To do: Can you quote all of the items below word for word, leaving the pictures out of your answer?

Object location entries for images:

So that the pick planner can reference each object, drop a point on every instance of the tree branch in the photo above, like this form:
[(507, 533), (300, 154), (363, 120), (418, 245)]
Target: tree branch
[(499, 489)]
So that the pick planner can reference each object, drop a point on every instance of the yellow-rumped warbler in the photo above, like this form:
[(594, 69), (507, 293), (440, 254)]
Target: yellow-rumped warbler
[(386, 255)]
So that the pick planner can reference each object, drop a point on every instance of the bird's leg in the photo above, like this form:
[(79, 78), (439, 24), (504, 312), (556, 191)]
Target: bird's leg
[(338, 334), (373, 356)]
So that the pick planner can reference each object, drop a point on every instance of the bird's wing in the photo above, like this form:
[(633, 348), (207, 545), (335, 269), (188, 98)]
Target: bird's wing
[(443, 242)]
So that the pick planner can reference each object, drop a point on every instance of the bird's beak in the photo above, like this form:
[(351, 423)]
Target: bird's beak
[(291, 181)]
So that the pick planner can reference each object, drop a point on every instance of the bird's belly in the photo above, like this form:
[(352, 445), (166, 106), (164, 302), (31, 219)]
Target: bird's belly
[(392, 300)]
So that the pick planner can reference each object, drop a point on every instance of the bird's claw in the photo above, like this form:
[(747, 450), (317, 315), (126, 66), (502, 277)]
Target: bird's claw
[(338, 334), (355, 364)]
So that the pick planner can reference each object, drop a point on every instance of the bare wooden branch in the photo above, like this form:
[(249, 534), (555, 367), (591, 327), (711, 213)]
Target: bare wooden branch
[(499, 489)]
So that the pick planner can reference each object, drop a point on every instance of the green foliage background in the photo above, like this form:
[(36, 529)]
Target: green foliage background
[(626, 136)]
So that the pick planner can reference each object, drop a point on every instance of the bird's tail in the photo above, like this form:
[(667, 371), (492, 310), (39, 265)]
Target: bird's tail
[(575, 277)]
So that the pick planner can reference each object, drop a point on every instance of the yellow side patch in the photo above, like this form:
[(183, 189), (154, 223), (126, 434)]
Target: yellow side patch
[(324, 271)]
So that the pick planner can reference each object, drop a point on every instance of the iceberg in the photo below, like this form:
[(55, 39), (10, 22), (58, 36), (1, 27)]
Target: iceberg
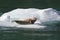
[(42, 15)]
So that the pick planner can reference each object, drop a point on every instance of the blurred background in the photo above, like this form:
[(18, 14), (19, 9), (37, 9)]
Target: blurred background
[(7, 5)]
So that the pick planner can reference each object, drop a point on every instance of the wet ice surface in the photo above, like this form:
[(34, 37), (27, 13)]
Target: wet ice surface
[(44, 17)]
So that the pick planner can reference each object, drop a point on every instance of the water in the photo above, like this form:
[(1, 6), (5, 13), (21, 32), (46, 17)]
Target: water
[(51, 32), (17, 34)]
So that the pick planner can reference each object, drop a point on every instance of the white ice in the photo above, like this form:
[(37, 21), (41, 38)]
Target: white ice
[(42, 15)]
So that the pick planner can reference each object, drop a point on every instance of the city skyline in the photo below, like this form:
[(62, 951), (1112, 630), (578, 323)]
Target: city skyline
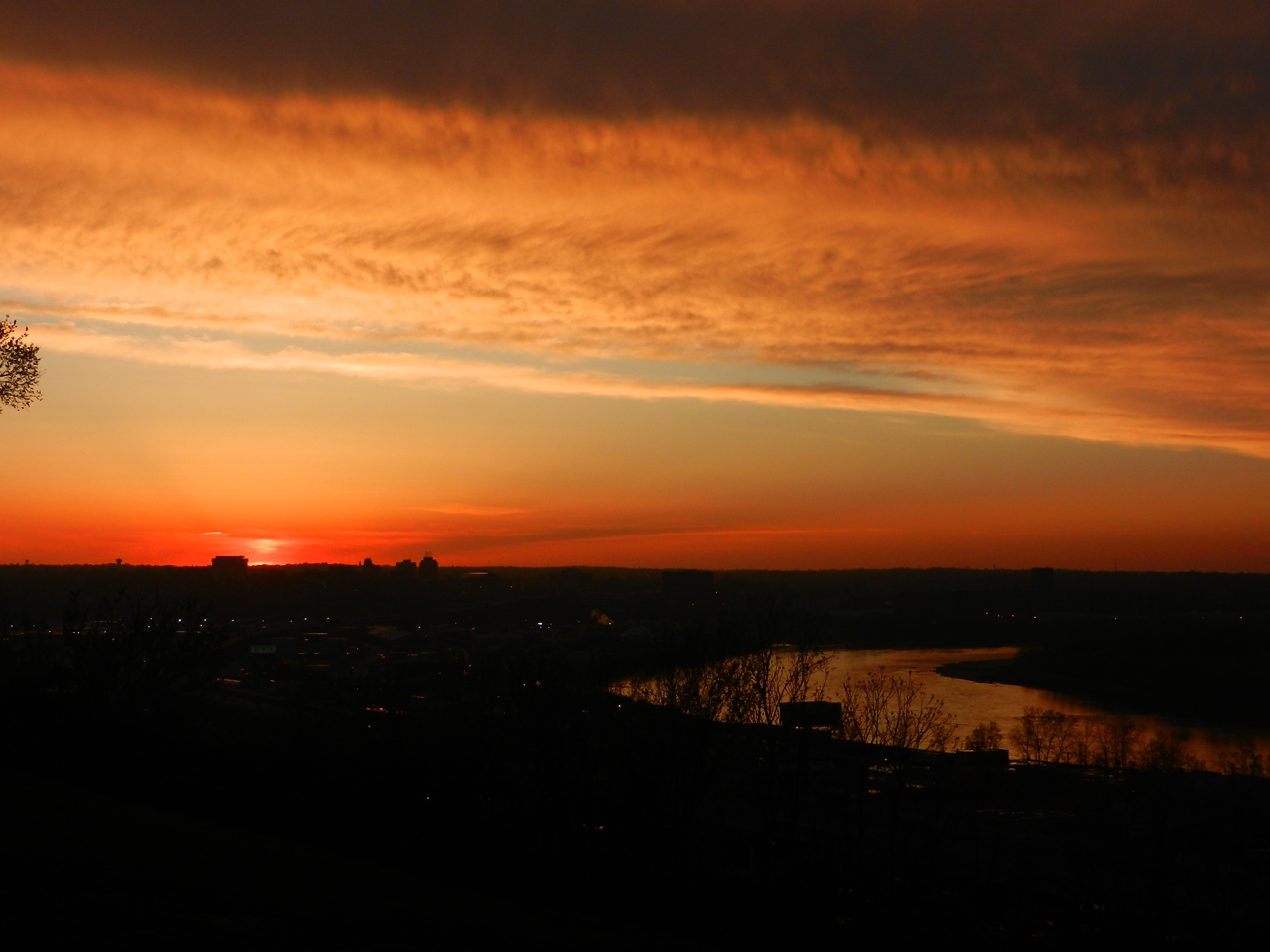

Response to this task:
So that the pick planner can reference each object, drop a point on every instance of the tree branch in the photo above, like this form:
[(507, 533), (300, 154), (363, 120), (418, 245)]
Target: tree branch
[(499, 489)]
So that the pick planner can reference each object, drop a point on every instance of the yellow-rumped warbler in the photo above, like this form:
[(594, 69), (507, 293), (440, 254)]
Target: yellow-rumped warbler
[(386, 255)]
So that the pick planner can reference each object, drop a point on every instance of the bird's leg in the photo above, like this form:
[(79, 78), (439, 24), (504, 312), (556, 191)]
Target: bird's leg
[(338, 334), (373, 356)]
So that the pick planner can reference each object, drop a point on every instance of the bird's wing in the photo above, like this form:
[(633, 348), (207, 545), (335, 269), (188, 98)]
Target: bird's wing
[(443, 242)]
So that the pick planner can reference each object, drop a point on every instance of the bird's beak in the photo above, like this form:
[(351, 423)]
Target: bird's beak
[(291, 181)]
So that the pick planner can reference each object, drop a point on every instance of the bird's belly in the photo above, like this form:
[(352, 445), (166, 106), (164, 302), (31, 219)]
Target: bird's belly
[(392, 300)]
So that the pick planner can reference each object, drop a point on every instance of the bird's claw in the photo above, like this form:
[(747, 450), (317, 315), (126, 66), (502, 277)]
Target: bird's claw
[(338, 334), (355, 364)]
So that the pick planner can reference each object, drop a point on every instance of the bare wooden branch in the photo above, like this form:
[(249, 534), (555, 367), (591, 327), (711, 213)]
Target: bare wooden branch
[(499, 489)]
So that the pick planner can reference each object, drop a point on every instance of the green foliage background in the photo above, like this form:
[(36, 529)]
Target: green foliage background
[(626, 136)]
So that the pick planner can reference each object, drop a point on every instance of the bird's tail in the photo above, like this form:
[(667, 371), (492, 310), (39, 265)]
Target: bird's tail
[(575, 277)]
So that the pick planner can reference each object, drop a point on every instance of the yellow side patch in the photo above, like this form:
[(183, 189), (154, 223), (126, 434)]
Target: yellow side patch
[(324, 271)]
So that the pick planner can reference each object, drop a point on every instance of the iceberg in the photo below, like this form:
[(55, 39), (10, 22), (58, 36), (1, 27)]
Target: iceberg
[(42, 15)]
So that the pick planner can reference each object, drop a point on every instance of the blurred background in the photo above, like this form:
[(18, 14), (19, 9), (37, 9)]
Target: blurred background
[(7, 5)]
So that the pick planner can reference each object, drop a point on every instance of the wet ice surface in the photo above, like this form:
[(34, 37), (27, 13)]
Target: wet ice surface
[(44, 17)]
So that the pick planner can reference each object, drop a point on every instance of the water in the photo above, like this form:
[(1, 6), (5, 13), (21, 32), (46, 17)]
Target: water
[(51, 32), (17, 34)]
So that the pick planner can reference each object, drop a point on every instance of the white ice in the photo above, like this form:
[(37, 21), (41, 38)]
Target: white ice
[(42, 15)]
So that the pick planner can reference each object, drop a point on every instance of the city skyline in the photo below, like this form:
[(62, 951), (1112, 630), (578, 323)]
Target: city skyline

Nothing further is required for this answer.